TEXT EXCERPT>
I have read with consternation, Wilbur K. Peck's letter (March 16), "Greed Is the Juice That Gets Things Going in the U.S."
The author praises greed because "greed is the grease that makes the wheels of progress turn in this civilized world of ours." It is greed, the author continues, that produces housing developments, windmills, research, etc., and without greed these things would not have taken place.
What the author is really saying is the following: Private vices are public virtues. And if we follow the author's view, the use of tobacco is not a bad thing; it gives work to thousands of people. And violence itself is not a negative thing because, without it, there would be no judges, no lawyers, no policemen. And we can go even further: Lust is not a destructive thing because, without it, there would be no marriages.
I want to congratulate the author. He has discovered a new law of civilization. The source of civilization is no longer religion but human greed. But the problem is that once one recognizes the social necessity of greed, violence, lust, these vices become morally legitimate, and we change human society into a jungle, a society in which greed replaces generosity; violence, compromise; lust, trust or love.
I personally think that man is by nature greedy, violent, lustful; but if these vices are unrestrained, we are headed for hell on earth.
ANGELO A. DeGENNARO
Peck extolled the virtues of greed, saying it "is the grease" that makes the wheels of progress turn in this civilized world of ours.

DATA ROWS>
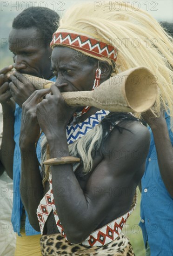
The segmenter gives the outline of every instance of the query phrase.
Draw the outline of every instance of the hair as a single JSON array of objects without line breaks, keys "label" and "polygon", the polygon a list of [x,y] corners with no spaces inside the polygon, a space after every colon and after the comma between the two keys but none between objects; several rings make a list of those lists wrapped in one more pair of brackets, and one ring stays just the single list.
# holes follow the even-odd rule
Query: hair
[{"label": "hair", "polygon": [[[130,113],[110,112],[86,135],[68,145],[70,155],[80,158],[84,174],[87,174],[91,171],[93,159],[100,151],[100,147],[103,149],[104,142],[113,128],[117,129],[120,133],[122,133],[123,130],[127,130],[130,132],[129,130],[119,124],[120,122],[122,124],[123,122],[129,121],[142,121]],[[49,148],[45,135],[41,138],[41,159],[46,160],[49,159]],[[43,173],[43,184],[44,186],[49,177],[50,168],[47,165],[44,166],[42,162],[41,166]]]},{"label": "hair", "polygon": [[167,33],[173,37],[173,23],[167,21],[160,21],[159,23]]},{"label": "hair", "polygon": [[110,4],[103,7],[103,4],[94,8],[94,2],[73,6],[60,19],[58,29],[94,34],[114,46],[118,50],[116,74],[139,66],[149,68],[159,88],[151,110],[159,116],[163,104],[172,118],[171,36],[146,12],[135,10],[126,3],[121,2],[120,8],[120,2],[109,2],[112,7]]},{"label": "hair", "polygon": [[47,47],[49,45],[52,35],[58,27],[59,19],[58,14],[50,9],[29,7],[14,18],[12,27],[17,29],[36,28]]},{"label": "hair", "polygon": [[[151,110],[155,116],[159,116],[160,105],[163,105],[172,119],[171,36],[146,12],[132,9],[130,5],[122,2],[120,9],[120,2],[112,2],[113,6],[111,10],[110,5],[104,8],[101,5],[94,9],[94,2],[74,6],[60,20],[59,29],[76,30],[77,33],[82,31],[86,35],[94,34],[104,42],[113,46],[118,50],[113,70],[115,74],[139,66],[150,69],[159,87],[156,101]],[[115,121],[119,120],[120,114],[117,115],[112,116]],[[125,114],[126,116],[127,115]],[[140,115],[136,115],[140,117]],[[123,118],[121,117],[120,120],[129,120]],[[70,154],[81,158],[84,173],[92,169],[93,148],[96,150],[99,148],[106,137],[104,127],[106,122],[108,120],[105,118],[103,122],[69,146]],[[113,126],[117,127],[115,123]],[[120,132],[121,130],[119,130]]]}]

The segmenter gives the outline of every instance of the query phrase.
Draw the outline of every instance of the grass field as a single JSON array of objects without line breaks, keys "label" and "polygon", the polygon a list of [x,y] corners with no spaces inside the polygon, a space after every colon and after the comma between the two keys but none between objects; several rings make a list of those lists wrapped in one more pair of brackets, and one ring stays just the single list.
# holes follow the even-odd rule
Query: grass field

REQUIRED ACTIONS>
**1)** What date does the letter about greed give for Wilbur K. Peck's letter?
**2)** Reproduce, word for word, the passage of the letter about greed from "I have read" to "have taken place.".

EXERCISE ANSWERS>
**1)** March 16

**2)**
I have read with consternation, Wilbur K. Peck's letter (March 16), "Greed Is the Juice That Gets Things Going in the U.S."
The author praises greed because "greed is the grease that makes the wheels of progress turn in this civilized world of ours." It is greed, the author continues, that produces housing developments, windmills, research, etc., and without greed these things would not have taken place.